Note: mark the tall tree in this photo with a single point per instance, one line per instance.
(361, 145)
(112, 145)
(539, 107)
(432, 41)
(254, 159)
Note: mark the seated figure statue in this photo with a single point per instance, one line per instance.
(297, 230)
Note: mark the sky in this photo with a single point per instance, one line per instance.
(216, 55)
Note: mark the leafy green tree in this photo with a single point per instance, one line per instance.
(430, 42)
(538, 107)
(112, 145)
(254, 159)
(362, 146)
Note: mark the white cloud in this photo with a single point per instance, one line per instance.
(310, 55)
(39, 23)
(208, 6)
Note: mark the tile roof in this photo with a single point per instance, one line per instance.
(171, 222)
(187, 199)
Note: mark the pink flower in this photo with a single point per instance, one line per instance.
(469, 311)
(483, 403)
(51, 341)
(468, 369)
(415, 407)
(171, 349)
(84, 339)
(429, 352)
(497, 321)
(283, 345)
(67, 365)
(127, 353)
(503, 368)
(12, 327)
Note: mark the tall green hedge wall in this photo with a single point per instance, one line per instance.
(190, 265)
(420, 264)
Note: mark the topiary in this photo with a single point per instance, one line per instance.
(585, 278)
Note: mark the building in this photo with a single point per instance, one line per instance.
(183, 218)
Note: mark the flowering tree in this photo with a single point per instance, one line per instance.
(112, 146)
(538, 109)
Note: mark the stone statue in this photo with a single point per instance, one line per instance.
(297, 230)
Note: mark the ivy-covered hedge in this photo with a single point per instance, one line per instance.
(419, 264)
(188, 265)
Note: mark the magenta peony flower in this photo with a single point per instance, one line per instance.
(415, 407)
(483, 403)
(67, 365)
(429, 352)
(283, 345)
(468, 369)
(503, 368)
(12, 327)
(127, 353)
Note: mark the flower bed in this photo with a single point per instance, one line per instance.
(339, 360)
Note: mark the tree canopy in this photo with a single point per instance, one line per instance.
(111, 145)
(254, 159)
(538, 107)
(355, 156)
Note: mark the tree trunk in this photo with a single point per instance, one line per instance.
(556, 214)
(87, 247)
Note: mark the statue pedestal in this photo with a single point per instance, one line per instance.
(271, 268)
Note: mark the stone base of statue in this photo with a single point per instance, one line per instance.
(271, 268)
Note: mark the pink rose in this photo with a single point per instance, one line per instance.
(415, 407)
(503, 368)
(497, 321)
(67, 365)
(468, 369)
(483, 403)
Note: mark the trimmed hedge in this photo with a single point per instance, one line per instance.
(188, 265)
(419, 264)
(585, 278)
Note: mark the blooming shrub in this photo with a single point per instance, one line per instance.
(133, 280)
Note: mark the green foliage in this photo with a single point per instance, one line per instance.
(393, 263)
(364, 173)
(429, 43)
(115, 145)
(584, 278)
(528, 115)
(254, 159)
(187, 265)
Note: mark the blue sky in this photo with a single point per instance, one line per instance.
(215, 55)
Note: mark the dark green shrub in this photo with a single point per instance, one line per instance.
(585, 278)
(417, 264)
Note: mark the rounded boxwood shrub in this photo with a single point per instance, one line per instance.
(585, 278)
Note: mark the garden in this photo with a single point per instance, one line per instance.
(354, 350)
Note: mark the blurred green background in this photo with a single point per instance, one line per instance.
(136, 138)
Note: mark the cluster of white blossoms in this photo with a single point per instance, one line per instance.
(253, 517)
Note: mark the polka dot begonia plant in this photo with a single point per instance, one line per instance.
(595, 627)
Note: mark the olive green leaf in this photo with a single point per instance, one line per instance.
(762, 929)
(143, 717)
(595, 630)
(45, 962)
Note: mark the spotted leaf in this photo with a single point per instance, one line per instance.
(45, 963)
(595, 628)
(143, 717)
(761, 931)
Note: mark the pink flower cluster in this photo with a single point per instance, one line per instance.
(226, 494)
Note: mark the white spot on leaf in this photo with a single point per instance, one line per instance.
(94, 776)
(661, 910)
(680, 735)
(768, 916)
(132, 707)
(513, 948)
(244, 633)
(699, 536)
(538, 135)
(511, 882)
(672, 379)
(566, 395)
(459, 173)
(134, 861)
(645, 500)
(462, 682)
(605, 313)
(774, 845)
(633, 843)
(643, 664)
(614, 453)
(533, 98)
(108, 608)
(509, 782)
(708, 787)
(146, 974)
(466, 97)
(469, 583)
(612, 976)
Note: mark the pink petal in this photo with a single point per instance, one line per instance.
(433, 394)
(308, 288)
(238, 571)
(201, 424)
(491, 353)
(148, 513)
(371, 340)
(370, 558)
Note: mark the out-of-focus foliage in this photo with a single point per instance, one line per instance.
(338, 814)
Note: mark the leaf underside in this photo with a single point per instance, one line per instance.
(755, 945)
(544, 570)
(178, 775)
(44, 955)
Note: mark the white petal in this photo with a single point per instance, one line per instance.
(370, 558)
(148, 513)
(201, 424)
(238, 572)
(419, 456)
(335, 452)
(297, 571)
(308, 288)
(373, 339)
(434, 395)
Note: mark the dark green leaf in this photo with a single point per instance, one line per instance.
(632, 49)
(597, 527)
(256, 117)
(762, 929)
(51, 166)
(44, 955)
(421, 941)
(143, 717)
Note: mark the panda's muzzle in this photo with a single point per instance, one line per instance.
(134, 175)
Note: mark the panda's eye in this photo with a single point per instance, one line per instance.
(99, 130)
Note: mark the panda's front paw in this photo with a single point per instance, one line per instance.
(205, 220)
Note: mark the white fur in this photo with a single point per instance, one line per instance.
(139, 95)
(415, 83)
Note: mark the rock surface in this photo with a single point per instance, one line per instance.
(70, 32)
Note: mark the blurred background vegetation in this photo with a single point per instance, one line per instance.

===

▶ _About this exercise_
Each line above should be reproduced exactly, with nothing omitted.

▶ _Solution for this exercise_
Note: mark the tall tree in this photo with a single point per instance, one line per instance.
(361, 145)
(112, 145)
(539, 107)
(432, 41)
(254, 159)
Note: mark the seated figure statue in this photo with a single point per instance, one line per instance.
(297, 230)
Note: mark the sky in this photo with a single point per instance, one line per instance.
(216, 55)
Note: mark the leafy green tree in this photo with a single point per instance, one line per instance.
(430, 42)
(538, 107)
(112, 145)
(254, 159)
(362, 146)
Note: mark the white cloud in this photo with a single point per instance, one line per instance.
(310, 55)
(39, 23)
(208, 6)
Note: mark the tile roof in this photo with a single point per instance, one line per instance.
(171, 222)
(187, 199)
Note: mark the pink flower in this photo with a single point per instance, one line per instance.
(469, 311)
(483, 403)
(51, 341)
(468, 369)
(415, 407)
(171, 349)
(84, 339)
(429, 352)
(497, 321)
(283, 345)
(67, 365)
(127, 353)
(503, 368)
(12, 327)
Note: mark the tall green hedge wall in this photo with a single point per instance, one line per instance.
(190, 265)
(420, 264)
Note: mark the topiary in this photo with a single point per instance, one line per instance.
(585, 278)
Note: mark the building in this photo with a single point per instance, one line per instance.
(183, 218)
Note: mark the flowering tree in this photo with a single point per instance, one line per instance.
(112, 146)
(538, 109)
Note: mark the stone statue in this photo with a single point per instance, one line per instance.
(297, 230)
Note: mark the ivy-covered hedge in this photo with a single point per instance, one line per instance.
(419, 264)
(188, 265)
Note: mark the magenta peony flower in this photo with a single point per instance, one line per instance.
(415, 407)
(483, 403)
(67, 365)
(429, 352)
(283, 345)
(468, 369)
(503, 368)
(12, 327)
(127, 353)
Note: mark the flower bed in this photo with a single point per instance, one line per instance.
(339, 360)
Note: mark the tree canopy in this photo with a single point per instance, one line per instance.
(111, 145)
(254, 159)
(538, 107)
(355, 156)
Note: mark the tree trunk in this photo with a single point per instance, one line per instance.
(556, 214)
(87, 247)
Note: mark the statue pedestal in this photo with a single point per instance, one line per instance.
(271, 268)
Note: mark the stone base of statue in this photo with a single point per instance, one line per instance.
(271, 268)
Note: mark the pink rose in this photo with a single point per instance, one line per instance.
(415, 407)
(503, 368)
(497, 321)
(67, 365)
(468, 369)
(483, 403)
Note: mark the trimmed hedge in this photo with a single point per instance, one line per instance.
(188, 265)
(419, 264)
(585, 278)
Note: mark the blooming shrub in this photo with a single point per instance, one line per instance.
(133, 280)
Note: mark the green foliage in this photo with a single point per instance, one line per instance.
(393, 263)
(364, 173)
(429, 43)
(115, 145)
(584, 278)
(528, 115)
(254, 159)
(187, 265)
Note: mark the blue sky in this photo with a single point per instance, one line per instance.
(215, 55)
Note: mark the dark green shrub in this photo with a single point per instance, one line per instance.
(585, 278)
(417, 264)
Note: mark the rounded boxwood shrub in this photo with a single point per instance, one line per instance.
(585, 278)
Note: mark the garden in this photo with a single point per instance, one line per instance.
(354, 350)
Note: mark the blurred green background in this photo with a single point per instance, one line per instance.
(136, 138)
Note: mark the cluster of white blossoms in this photo with a single point per instance, one line per instance.
(253, 517)
Note: mark the polka dot begonia plant in this photo with a single point per instance, one line per instance.
(595, 627)
Note: mark the olive green leaf in this photo with a single point per instance, one line per instance.
(762, 929)
(143, 717)
(595, 630)
(45, 962)
Note: mark the spotted leaf in this photo with a single point per instance, one line per instance.
(45, 963)
(595, 628)
(143, 717)
(761, 931)
Note: mark the pink flower cluster in this photo with a single point per instance, one line per instance.
(226, 494)
Note: mark the white spot on leaf in this photo with a single point per instance, one line per instance.
(94, 776)
(661, 910)
(680, 735)
(768, 916)
(132, 707)
(513, 948)
(244, 633)
(699, 536)
(538, 135)
(511, 882)
(672, 379)
(566, 395)
(459, 173)
(134, 861)
(645, 500)
(462, 682)
(605, 313)
(774, 845)
(633, 843)
(643, 664)
(614, 453)
(533, 98)
(108, 608)
(509, 782)
(708, 787)
(146, 974)
(466, 97)
(469, 583)
(612, 976)
Note: mark the pink petal in this photo with a single point per instance, one line per instance.
(433, 394)
(308, 288)
(238, 571)
(201, 424)
(491, 353)
(148, 513)
(371, 340)
(370, 558)
Note: mark the out-of-focus foliage in this photo with a single point per instance, one line per instance.
(338, 814)
Note: mark the leaf underside in this photo with a single point per instance, one line per instance.
(755, 945)
(544, 570)
(178, 775)
(44, 955)
Note: mark the white petal in this photo with a single point per instance, one line per instance.
(370, 558)
(148, 513)
(201, 424)
(238, 572)
(419, 456)
(335, 452)
(297, 571)
(308, 288)
(373, 339)
(434, 395)
Note: mark the dark green leaf in this photo with a single point per instance, one line per instance.
(632, 49)
(597, 527)
(256, 117)
(762, 929)
(51, 166)
(44, 955)
(421, 941)
(143, 717)
Note: mark the panda's muzzle in this photo with a single point per instance, one line per instance.
(134, 175)
Note: mark the panda's eye in this photo with a single point per instance, one line per instance.
(99, 130)
Note: mark the panda's front paw in this photo with a single point per instance, one line per instance.
(205, 220)
Note: mark the white fur in this photo with a single point per instance, one line per instance.
(139, 95)
(415, 83)
Note: mark the rock surface in this photo with a single point per instance, one line per instance.
(70, 32)
Note: mark the blurred background vegetation in this photo with a single point per instance, one line per instance.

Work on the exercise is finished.